**TO DO**
From the text on tax return fraud, reproduce the portion between "Hoang admitted that he" and "2006 tax years.", inclusive, swapping "technology licensing business" for "real estate consulting business".

START TEXT PASSAGE

Hoang admitted that he prepared and caused the preparation of false and fraudulent 2004, 2005, and 2006 income tax returns for his clients. When preparing these false tax returns and related schedules for his clients, Hoang created wholly fictitious business income and expenses for what seemed to be a technology licensing business. He admitted that the tax loss caused by certain false returns he prepared was greater than $30,000 per return, and that he prepared at least twenty-four such false returns for the 2004 through 2006 tax years.
As part of the plea agreement, Hoang admitted that the total tax loss caused by his criminal conduct is greater than $1.5 million.
Federal Court Shuts Down Atlanta-Area Tax Preparer Who Allegedly Falsified Tax Returns at Cost of Millions to US Treasury
A federal court in Atlanta permanently barred Matthew Adegbite and his companies, MAS & Associates CPA LLC and Mathew A. Adegbite CPA PC, from preparing federal income tax returns for others.

END TEXT PASSAGE
START DATASET CONTENT

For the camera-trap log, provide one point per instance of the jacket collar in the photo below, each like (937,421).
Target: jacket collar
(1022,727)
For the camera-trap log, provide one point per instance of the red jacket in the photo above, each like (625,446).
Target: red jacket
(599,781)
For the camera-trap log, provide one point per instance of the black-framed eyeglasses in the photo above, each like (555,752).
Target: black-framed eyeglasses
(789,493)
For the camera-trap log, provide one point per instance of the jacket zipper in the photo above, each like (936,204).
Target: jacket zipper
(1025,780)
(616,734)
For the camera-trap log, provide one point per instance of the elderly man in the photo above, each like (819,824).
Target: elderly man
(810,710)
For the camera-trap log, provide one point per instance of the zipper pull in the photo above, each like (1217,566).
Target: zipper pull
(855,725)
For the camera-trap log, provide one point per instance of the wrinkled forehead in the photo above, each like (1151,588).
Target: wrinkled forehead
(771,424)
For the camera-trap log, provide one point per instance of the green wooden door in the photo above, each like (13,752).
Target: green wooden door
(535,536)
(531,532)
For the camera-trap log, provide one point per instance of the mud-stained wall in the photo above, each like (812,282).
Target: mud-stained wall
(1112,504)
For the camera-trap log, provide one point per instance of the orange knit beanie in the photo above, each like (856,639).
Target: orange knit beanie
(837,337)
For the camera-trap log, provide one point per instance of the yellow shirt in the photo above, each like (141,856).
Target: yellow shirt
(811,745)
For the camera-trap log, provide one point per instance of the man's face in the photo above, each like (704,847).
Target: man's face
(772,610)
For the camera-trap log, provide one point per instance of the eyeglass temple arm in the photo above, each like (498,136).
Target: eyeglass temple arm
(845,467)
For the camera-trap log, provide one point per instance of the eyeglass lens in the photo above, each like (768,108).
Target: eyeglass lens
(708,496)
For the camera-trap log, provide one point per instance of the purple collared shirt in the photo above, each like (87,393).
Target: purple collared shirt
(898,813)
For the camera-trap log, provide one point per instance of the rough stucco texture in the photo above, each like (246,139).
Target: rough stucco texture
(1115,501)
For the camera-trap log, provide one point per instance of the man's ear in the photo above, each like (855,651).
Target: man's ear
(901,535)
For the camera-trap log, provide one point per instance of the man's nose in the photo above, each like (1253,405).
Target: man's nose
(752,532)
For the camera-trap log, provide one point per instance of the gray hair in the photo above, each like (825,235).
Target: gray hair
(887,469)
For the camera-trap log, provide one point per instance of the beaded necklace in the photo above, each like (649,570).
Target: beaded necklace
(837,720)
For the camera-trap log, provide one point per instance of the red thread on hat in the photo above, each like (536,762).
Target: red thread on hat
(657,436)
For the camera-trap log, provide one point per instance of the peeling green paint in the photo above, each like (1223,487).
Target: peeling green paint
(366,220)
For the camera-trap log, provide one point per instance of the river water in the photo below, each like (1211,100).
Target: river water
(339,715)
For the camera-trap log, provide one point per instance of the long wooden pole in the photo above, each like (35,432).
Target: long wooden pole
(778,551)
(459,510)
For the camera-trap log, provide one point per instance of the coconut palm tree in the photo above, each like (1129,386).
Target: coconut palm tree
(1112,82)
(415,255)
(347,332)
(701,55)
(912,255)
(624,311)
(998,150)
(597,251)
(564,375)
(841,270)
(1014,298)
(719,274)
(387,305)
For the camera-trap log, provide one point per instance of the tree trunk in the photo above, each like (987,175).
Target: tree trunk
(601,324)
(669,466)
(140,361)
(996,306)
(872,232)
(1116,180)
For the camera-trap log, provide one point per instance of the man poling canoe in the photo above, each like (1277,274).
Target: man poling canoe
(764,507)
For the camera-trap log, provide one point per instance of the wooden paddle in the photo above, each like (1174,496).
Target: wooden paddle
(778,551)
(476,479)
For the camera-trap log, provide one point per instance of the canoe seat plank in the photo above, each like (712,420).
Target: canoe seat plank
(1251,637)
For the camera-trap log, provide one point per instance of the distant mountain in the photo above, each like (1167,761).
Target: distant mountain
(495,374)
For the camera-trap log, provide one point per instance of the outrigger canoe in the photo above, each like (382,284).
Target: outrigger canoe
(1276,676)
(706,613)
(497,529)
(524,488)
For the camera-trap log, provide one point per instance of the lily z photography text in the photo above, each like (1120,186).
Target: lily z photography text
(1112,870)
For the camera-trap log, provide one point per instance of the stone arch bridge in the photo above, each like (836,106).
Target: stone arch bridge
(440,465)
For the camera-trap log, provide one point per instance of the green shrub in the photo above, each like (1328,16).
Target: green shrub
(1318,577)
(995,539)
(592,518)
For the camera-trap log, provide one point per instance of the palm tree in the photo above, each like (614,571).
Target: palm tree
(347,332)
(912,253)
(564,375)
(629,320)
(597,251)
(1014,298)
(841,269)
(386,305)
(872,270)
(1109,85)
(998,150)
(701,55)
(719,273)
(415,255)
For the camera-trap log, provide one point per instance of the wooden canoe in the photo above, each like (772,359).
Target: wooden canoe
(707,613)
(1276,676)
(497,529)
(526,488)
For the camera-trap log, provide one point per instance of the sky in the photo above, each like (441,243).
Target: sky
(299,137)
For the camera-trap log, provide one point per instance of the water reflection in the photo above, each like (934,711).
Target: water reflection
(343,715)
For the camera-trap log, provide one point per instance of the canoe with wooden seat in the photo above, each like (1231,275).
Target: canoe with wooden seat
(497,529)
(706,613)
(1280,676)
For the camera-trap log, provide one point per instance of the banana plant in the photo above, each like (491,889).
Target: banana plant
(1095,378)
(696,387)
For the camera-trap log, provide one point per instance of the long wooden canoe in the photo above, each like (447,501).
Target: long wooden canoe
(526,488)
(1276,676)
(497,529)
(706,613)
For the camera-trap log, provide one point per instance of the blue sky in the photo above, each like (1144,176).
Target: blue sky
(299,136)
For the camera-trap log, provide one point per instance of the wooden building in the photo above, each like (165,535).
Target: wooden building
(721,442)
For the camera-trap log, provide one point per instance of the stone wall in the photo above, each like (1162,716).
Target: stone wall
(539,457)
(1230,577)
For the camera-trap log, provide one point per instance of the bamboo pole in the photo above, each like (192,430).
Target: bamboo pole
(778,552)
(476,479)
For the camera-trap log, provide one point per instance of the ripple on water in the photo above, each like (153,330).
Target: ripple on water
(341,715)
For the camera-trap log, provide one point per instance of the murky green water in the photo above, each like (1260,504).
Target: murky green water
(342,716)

END DATASET CONTENT

**SOLUTION TO THIS TASK**
Hoang admitted that he prepared and caused the preparation of false and fraudulent 2004, 2005, and 2006 income tax returns for his clients. When preparing these false tax returns and related schedules for his clients, Hoang created wholly fictitious business income and expenses for what seemed to be a real estate consulting business. He admitted that the tax loss caused by certain false returns he prepared was greater than $30,000 per return, and that he prepared at least twenty-four such false returns for the 2004 through 2006 tax years.